> _TEXT SHOWN_
"It changed people's minds about me, of what kind of a guy I was. They were looking for a strong, steady man and here I was weak. I doubt whether I'm a candidate who could ever have won in this country this year. I'm a man for a country looking for a healer, not a country in protest."
Ed Muskie
As quoted by Theodore H. White in "The Making of the President 1972"
Accounts of the Watergate scandal and the Nixon presidency provide ample evidence of how the most prominent candidates for the Democrats' presidential nomination self–destructed, one by one, in 1972.
Or, at least, that is how it seemed at the time.
As we learned later, those apparent implosions were helped along considerably by Nixon's "dirty tricks" gang, the ones who saw to it that Nixon would run against the weakest possible foe that fall, George McGovern.
In hindsight, their pattern of complicity was all too obvious — as soon as one Democrat would emerge as the new front–runner, something would happen and his campaign would be, essentially, over — but it wasn't nearly as clear to see then as it seems to be today.
I suppose that is testimony to the initial effectiveness of the Committee to Re–Elect the President (or CREEP, as it was unofficially known) in its attempts to deflect investigations that never got off track for too long.

> _EXTRACTED DATA_
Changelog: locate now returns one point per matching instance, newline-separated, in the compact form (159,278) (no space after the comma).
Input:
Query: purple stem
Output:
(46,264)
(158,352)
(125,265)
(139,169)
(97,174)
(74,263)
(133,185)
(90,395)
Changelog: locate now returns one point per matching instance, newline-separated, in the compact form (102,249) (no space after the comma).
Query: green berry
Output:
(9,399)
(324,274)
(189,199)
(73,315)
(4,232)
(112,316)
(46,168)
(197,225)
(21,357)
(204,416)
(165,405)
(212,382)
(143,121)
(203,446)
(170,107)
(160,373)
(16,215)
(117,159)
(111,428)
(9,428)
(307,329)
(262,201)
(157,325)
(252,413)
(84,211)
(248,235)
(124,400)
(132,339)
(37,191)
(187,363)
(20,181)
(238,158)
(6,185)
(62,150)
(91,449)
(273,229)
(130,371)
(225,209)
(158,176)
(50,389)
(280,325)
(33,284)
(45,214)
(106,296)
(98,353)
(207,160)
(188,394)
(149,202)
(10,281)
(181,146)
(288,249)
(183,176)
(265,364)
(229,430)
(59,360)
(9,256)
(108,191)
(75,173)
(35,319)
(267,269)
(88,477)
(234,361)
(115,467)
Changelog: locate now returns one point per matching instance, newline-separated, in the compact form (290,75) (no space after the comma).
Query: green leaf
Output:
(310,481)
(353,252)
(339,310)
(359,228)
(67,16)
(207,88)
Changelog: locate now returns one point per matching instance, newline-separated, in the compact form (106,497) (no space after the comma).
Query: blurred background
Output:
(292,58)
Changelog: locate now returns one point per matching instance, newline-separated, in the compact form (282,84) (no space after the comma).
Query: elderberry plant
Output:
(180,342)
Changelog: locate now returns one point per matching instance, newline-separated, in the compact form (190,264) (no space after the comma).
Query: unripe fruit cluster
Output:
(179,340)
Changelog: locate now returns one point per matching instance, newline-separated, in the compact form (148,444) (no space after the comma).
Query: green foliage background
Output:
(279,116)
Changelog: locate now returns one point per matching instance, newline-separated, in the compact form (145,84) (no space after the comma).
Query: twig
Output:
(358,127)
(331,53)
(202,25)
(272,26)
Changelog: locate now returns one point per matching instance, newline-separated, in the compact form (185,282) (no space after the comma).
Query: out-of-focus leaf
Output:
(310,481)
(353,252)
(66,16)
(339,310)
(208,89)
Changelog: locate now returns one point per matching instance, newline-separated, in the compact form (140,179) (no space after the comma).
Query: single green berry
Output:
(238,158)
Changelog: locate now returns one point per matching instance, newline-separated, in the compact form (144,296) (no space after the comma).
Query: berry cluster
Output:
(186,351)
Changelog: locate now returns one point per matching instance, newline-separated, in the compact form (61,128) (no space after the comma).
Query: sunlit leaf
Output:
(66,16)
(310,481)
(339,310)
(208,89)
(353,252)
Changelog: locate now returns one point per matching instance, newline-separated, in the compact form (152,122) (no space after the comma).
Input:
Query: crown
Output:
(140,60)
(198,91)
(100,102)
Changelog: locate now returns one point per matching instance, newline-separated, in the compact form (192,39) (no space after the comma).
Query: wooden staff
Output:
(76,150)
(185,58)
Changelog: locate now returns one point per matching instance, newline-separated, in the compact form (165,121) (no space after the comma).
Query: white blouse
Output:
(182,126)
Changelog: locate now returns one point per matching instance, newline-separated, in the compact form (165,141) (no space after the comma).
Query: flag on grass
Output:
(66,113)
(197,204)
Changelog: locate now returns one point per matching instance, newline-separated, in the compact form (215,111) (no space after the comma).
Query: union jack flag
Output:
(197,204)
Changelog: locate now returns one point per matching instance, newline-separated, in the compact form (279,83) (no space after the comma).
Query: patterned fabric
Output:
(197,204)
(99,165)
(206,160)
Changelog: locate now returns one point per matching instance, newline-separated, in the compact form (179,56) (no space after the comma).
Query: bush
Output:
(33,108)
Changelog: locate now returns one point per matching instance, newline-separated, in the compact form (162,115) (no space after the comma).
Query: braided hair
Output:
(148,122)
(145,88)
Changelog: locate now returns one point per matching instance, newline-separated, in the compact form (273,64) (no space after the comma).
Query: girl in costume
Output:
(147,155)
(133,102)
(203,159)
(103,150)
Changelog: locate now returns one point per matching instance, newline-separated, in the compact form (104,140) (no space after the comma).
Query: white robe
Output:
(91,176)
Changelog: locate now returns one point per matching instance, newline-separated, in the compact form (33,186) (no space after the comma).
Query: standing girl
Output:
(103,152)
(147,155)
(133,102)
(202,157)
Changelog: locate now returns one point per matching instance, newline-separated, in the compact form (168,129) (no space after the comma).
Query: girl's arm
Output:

> _WORK ITEM_
Copy the stretch of the passage on the 1972 campaign from "Accounts of the" through "fall, George McGovern.", replacing "foe" with "opponent".

> _RESULT BELOW_
Accounts of the Watergate scandal and the Nixon presidency provide ample evidence of how the most prominent candidates for the Democrats' presidential nomination self–destructed, one by one, in 1972.
Or, at least, that is how it seemed at the time.
As we learned later, those apparent implosions were helped along considerably by Nixon's "dirty tricks" gang, the ones who saw to it that Nixon would run against the weakest possible opponent that fall, George McGovern.